-- Texto del ejercicio --

────────

Un amor de telenovela
La primera escena de Tokio presenta a Nina (Graciela Borges) mediante una sucesión de fundidos encadenados. No hay nada necesariamente negativo en el recurso, pero sí en las motivaciones detrás de esa elección: es, al fin y al cabo, la confusión de simpleza con pereza y la de claridad narrativa e informacional con el más liso y llano subrayado lo que lleva a Maximiliano Gutiérrez (El vagoneta en el mundo del cine) a aglutinar imágenes de aviones y audios con la voz rasposa de la actriz contextualizando su situación, hasta llegar al primer plano del ticket de un vuelo Roma-Buenos Aires.

────────

-- Filas del conjunto --
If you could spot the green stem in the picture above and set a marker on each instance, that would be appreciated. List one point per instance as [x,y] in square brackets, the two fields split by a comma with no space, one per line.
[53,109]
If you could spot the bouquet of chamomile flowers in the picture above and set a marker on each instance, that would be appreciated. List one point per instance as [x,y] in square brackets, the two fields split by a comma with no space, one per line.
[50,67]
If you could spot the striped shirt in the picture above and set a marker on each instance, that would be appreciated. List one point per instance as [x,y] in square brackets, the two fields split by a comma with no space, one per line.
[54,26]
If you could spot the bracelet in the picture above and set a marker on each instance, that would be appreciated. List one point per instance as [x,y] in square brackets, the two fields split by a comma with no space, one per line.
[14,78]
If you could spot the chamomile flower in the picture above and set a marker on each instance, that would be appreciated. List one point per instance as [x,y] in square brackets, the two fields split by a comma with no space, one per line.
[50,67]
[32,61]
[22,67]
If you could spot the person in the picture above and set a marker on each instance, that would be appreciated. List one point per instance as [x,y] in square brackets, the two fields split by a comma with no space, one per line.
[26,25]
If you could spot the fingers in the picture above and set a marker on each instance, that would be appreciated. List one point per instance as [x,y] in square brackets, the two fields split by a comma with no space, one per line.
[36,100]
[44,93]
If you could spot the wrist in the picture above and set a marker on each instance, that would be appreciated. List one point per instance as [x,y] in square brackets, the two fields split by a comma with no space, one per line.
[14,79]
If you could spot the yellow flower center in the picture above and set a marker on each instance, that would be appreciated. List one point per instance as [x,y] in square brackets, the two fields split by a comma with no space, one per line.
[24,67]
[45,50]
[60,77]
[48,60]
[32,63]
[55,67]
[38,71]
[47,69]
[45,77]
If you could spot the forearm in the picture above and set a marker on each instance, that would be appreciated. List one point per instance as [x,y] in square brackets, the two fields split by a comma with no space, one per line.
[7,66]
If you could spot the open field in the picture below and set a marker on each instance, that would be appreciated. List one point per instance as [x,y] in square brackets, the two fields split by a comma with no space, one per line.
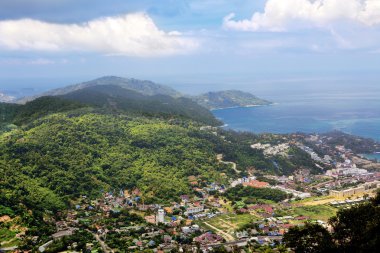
[317,212]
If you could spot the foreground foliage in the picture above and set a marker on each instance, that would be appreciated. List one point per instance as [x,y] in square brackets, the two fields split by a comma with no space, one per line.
[356,229]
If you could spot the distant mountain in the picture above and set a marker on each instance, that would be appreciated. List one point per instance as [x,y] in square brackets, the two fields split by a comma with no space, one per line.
[228,98]
[142,86]
[118,99]
[6,98]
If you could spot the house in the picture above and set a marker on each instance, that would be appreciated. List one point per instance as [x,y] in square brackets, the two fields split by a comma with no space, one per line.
[256,184]
[59,235]
[194,209]
[208,238]
[151,219]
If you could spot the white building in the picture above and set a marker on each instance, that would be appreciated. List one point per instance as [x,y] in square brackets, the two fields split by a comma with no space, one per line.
[161,216]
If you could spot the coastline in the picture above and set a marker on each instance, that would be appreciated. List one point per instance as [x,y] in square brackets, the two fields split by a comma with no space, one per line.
[242,106]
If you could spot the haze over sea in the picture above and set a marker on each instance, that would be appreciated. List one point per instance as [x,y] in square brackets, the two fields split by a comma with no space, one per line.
[351,106]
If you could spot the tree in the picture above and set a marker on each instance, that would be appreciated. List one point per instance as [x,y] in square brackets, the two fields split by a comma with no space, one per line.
[357,229]
[311,238]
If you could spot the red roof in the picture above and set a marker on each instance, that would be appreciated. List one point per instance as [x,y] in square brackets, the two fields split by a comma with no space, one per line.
[256,184]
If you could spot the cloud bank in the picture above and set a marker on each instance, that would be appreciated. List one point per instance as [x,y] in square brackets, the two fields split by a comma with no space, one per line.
[285,15]
[132,35]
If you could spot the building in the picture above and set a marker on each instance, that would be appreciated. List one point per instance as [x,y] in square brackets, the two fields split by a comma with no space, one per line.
[256,184]
[160,216]
[150,219]
[194,209]
[348,192]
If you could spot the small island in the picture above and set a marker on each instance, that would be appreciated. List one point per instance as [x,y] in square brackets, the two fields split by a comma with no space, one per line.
[229,98]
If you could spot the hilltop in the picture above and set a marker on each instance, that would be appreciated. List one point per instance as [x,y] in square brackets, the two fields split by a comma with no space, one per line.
[210,100]
[228,98]
[5,98]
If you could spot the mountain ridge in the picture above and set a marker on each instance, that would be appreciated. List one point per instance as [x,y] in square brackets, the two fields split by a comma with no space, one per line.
[210,100]
[229,98]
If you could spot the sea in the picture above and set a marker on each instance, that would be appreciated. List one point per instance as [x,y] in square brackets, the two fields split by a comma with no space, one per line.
[350,108]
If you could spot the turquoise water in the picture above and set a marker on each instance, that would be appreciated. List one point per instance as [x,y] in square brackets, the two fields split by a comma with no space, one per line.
[353,113]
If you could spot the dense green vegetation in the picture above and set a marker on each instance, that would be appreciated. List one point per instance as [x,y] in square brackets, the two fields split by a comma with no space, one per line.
[144,87]
[238,149]
[116,99]
[354,230]
[240,192]
[228,98]
[63,156]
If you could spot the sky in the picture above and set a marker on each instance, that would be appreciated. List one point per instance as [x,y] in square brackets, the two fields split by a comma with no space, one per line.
[192,45]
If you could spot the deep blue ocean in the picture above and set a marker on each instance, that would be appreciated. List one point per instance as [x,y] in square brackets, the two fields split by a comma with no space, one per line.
[355,111]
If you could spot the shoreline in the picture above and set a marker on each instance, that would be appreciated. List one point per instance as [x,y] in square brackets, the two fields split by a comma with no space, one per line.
[245,106]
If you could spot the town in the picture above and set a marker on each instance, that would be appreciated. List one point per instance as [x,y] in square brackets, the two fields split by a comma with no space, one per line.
[221,216]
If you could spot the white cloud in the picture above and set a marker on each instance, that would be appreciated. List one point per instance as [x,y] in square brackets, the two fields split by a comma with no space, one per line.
[284,15]
[132,34]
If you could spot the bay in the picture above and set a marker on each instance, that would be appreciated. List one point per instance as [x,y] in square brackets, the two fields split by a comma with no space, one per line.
[356,113]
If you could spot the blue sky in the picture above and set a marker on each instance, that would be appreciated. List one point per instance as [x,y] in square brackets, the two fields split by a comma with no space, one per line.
[192,44]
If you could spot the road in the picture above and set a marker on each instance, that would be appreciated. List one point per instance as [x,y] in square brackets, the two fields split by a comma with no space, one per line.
[228,237]
[104,246]
[234,166]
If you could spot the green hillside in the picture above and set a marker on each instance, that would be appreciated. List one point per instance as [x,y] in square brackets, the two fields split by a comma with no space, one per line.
[141,86]
[117,99]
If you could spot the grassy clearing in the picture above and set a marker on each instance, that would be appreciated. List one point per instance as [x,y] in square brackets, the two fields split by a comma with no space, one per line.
[229,222]
[318,212]
[6,234]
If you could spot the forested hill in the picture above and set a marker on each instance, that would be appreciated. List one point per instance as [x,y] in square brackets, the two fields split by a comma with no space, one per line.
[110,99]
[228,98]
[116,98]
[141,86]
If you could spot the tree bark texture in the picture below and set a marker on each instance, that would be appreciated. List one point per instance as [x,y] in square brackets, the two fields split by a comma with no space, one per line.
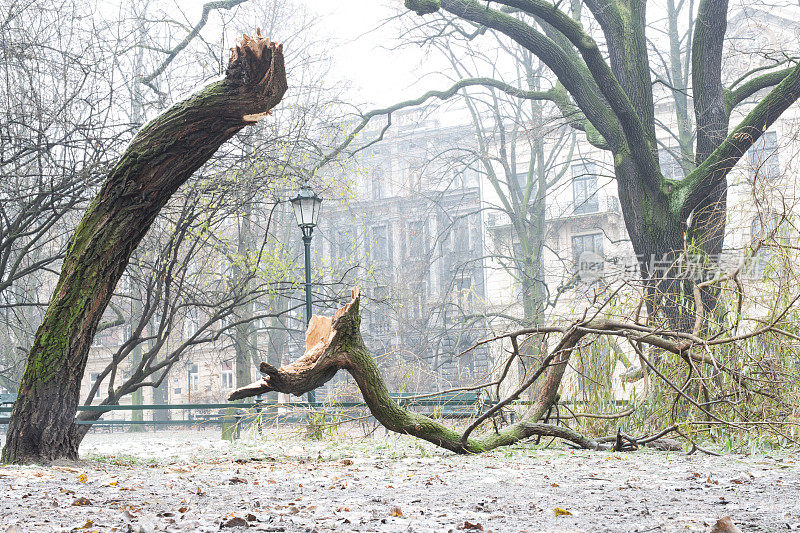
[162,156]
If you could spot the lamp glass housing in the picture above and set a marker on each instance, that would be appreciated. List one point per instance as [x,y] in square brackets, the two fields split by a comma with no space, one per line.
[306,207]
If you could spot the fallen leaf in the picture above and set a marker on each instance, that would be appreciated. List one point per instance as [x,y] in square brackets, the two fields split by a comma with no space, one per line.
[725,525]
[235,522]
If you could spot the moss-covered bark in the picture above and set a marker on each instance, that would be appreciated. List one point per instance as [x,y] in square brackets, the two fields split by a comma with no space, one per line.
[162,156]
[336,344]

────────

-- Lista de tareas --
**a)** Copia literalmente todo lo que va, en el texto del ejercicio, desde "Un amor de telenovela" hasta "vuelo Roma-Buenos Aires.".
**b)** Responde estas preguntas sobre el texto del ejercicio:
(i) ¿Qué actriz interpreta a Nina?
(ii) ¿Mediante qué recurso presenta la primera escena de Tokio a Nina?
(iii) ¿Qué trayecto figura en el ticket de vuelo que aparece en primer plano?
Las filas no hacen falta para resolver nada de esto.

-- Respuestas por tarea --
**a)**
Un amor de telenovela
La primera escena de Tokio presenta a Nina (Graciela Borges) mediante una sucesión de fundidos encadenados. No hay nada necesariamente negativo en el recurso, pero sí en las motivaciones detrás de esa elección: es, al fin y al cabo, la confusión de simpleza con pereza y la de claridad narrativa e informacional con el más liso y llano subrayado lo que lleva a Maximiliano Gutiérrez (El vagoneta en el mundo del cine) a aglutinar imágenes de aviones y audios con la voz rasposa de la actriz contextualizando su situación, hasta llegar al primer plano del ticket de un vuelo Roma-Buenos Aires.

**b)**
(i) Graciela Borges.
(ii) Mediante una sucesión de fundidos encadenados.
(iii) Roma-Buenos Aires.